• SEÇÃO DE TEXTO:
***

De câncer a Alzheimer, máquinas engolíveis, 100 vezes
menores que uma partícula de poeira, tratam doenças desafiadoras e consertam o
corpo por dentro
Fonte: Superinteressante |
Na noite de 29 de dezembro de 1959, a Sociedade Americana de
Física, ainda em clima natalino, se reuniu para assistir a Richard Feynman. O
cientista estava prestes a ganhar seu Prêmio Nobel em eletrodinâmica quântica,
mas preferiu provocar seus pares com um tema totalmente diferente. Feynman
queria que sua plateia imaginasse o potencial de “engolir um médico”. “Imaginem
um cirurgião mecânico dentro de um vaso sanguíneo, indo até o coração e dando
uma olhada nas redondezas”, Feynman disse, numa época em que a palavra
“nanotecnologia” nem existia. “Ele descobre uma válvula defeituosa, tira uma
faquinha e remove o problema.”
Quase seis décadas depois, a visão de Feynman está ganhando
contornos reais, e num lugar inusitado: à beira do Mar Vermelho. Na Arábia
Saudita, a pesquisadora Niveen Khashab se inspira no trabalho de outro vencedor
do Nobel para criar nanorrobôs que diagnosticam e tratam as doenças que
desafiam as técnicas convencionais, como câncer e Alzheimer.
A história de Khashab começa no Nobel de Química de 2016.
Ele foi dado ao seu orientador, Sir Fraser Stoddard, que conseguiu criar
conseguiu criar os menores elevadores e alavancas do mundo, manipulando átomos.
Ele chamou sua invenção de máquinas moleculares. Khashab pegou gosto por
máquinas pequenas, na escala nano (veja mais no infográfico abaixo), e começou
a explorar seu potencial na medicina.
Mas em vez de sintetizar novos remédios, seu foco é na entrega dessas
substâncias.
É que a entrega de um medicamento é mais importante do que
parece. Pense na quimioterapia, por exemplo. Ela é eficaz, mas ineficiente:
mata células doentes, só que destrói as boas também. “A droga vai para todo
canto: no estômago, traz náusea, no cabelo, traz queda. Muito pouco chega no
tumor em si”, explica a pesquisadora da Universidade Rei Abdullah de Ciência e
Tecnologia (Kaust, na sigla em inglês). Engolindo uma nanopartícula cheia de
quimioterapia, que só se abre no lugar exato do câncer, refinar muito sua pontaria
da quimioterapia, sem alterar a droga em si.

***

• ENTRADAS LISTADAS:
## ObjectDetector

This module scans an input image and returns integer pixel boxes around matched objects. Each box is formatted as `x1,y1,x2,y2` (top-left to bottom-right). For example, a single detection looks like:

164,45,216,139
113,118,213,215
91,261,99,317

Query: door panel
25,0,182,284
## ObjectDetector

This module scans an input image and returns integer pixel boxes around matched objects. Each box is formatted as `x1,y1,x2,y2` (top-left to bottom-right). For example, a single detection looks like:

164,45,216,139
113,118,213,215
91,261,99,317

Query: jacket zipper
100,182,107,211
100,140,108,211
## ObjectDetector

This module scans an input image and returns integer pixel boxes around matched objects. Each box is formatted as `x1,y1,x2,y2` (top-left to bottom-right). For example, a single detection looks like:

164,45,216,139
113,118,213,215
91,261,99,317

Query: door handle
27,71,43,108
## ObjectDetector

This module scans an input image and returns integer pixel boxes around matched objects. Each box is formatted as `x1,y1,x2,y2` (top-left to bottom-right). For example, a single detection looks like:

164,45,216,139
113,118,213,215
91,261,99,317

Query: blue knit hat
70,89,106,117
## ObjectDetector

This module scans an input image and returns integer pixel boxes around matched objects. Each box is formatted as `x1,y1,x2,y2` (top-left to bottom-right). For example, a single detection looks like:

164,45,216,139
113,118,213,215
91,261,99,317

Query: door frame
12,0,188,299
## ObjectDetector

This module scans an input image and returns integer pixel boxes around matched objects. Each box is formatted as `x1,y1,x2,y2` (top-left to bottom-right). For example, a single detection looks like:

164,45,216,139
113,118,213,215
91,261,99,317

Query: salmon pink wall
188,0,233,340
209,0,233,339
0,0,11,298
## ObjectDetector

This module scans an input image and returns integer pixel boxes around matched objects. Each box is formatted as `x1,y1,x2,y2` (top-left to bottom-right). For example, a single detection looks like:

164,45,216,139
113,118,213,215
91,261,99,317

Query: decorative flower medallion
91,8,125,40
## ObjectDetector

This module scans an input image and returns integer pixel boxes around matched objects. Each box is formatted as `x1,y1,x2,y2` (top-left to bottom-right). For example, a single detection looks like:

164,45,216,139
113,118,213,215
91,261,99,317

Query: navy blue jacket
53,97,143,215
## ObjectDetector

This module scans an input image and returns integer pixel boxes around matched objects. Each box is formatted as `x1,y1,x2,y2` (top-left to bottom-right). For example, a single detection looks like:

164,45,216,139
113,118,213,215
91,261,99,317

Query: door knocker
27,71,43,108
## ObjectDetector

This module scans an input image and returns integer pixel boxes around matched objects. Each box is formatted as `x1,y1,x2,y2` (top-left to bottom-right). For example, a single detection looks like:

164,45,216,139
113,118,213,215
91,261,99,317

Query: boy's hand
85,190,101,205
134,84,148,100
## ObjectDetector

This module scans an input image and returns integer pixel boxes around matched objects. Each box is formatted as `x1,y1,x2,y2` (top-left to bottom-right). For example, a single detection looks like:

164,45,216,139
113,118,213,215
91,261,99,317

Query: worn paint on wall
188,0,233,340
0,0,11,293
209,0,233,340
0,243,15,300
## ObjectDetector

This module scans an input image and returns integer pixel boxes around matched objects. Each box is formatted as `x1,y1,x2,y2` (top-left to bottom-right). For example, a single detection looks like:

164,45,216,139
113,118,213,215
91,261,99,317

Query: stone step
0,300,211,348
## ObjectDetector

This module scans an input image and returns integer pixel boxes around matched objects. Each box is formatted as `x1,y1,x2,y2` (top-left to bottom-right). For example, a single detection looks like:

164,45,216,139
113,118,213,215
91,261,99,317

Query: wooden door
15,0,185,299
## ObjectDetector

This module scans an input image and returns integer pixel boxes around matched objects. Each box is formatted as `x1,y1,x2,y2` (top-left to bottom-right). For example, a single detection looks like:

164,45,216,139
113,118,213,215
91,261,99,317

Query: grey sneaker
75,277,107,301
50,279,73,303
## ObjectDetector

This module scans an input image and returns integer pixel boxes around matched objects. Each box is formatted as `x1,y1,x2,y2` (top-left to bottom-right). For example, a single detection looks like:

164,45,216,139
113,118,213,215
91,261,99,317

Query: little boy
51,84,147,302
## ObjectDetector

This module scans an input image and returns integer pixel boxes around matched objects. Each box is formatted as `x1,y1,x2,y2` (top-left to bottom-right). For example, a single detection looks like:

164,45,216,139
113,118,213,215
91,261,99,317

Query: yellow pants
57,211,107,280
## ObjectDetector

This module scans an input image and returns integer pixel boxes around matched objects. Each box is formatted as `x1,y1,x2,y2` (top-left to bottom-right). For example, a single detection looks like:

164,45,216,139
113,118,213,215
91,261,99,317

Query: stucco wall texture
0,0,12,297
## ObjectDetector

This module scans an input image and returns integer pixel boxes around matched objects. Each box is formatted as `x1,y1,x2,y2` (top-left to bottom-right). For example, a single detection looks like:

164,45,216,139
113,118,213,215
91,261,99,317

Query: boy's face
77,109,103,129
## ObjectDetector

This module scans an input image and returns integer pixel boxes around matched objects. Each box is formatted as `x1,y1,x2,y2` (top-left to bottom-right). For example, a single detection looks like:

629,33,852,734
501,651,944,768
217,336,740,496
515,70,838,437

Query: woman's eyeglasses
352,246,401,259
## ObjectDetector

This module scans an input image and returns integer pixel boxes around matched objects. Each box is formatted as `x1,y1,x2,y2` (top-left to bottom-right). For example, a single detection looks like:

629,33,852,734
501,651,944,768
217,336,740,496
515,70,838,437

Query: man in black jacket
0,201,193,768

***

• O QUE FAZER:
1 – Indique se cada afirmação concorda com o texto sobre nanorrobôs, respondendo sim ou não e citando literalmente o trecho que decide: (a) Feynman fez sua palestra na noite de 29 de dezembro de 1959; (b) o foco de Niveen Khashab é sintetizar novos remédios; (c) o Nobel de Química de 2016 foi concedido a Sir Fraser Stoddard, orientador de Khashab.
2 – Segundo o texto sobre nanorrobôs, em que universidade Niveen Khashab atua como pesquisadora?
3 – Resuma o texto sobre nanorrobôs em duas frases.
As entradas formam um material à parte, independente do texto sobre nanorrobôs.

• RESPOSTAS NUMERADAS:
1 –
(a) Sim: "Na noite de 29 de dezembro de 1959, a Sociedade Americana de Física, ainda em clima natalino, se reuniu para assistir a Richard Feynman."
(b) Não: "Mas em vez de sintetizar novos remédios, seu foco é na entrega dessas substâncias."
(c) Sim: "Ele foi dado ao seu orientador, Sir Fraser Stoddard"

2 – Na Universidade Rei Abdullah de Ciência e Tecnologia (Kaust).

3 – Em 1959, Richard Feynman propôs à Sociedade Americana de Física a ideia de "engolir um médico", um cirurgião mecânico capaz de atuar dentro de um vaso sanguíneo. Hoje, na Arábia Saudita, a pesquisadora Niveen Khashab cria nanorrobôs para diagnosticar e tratar doenças como câncer e Alzheimer, com foco não em novos remédios, mas na entrega deles, já que drogas como a quimioterapia destroem também as células boas.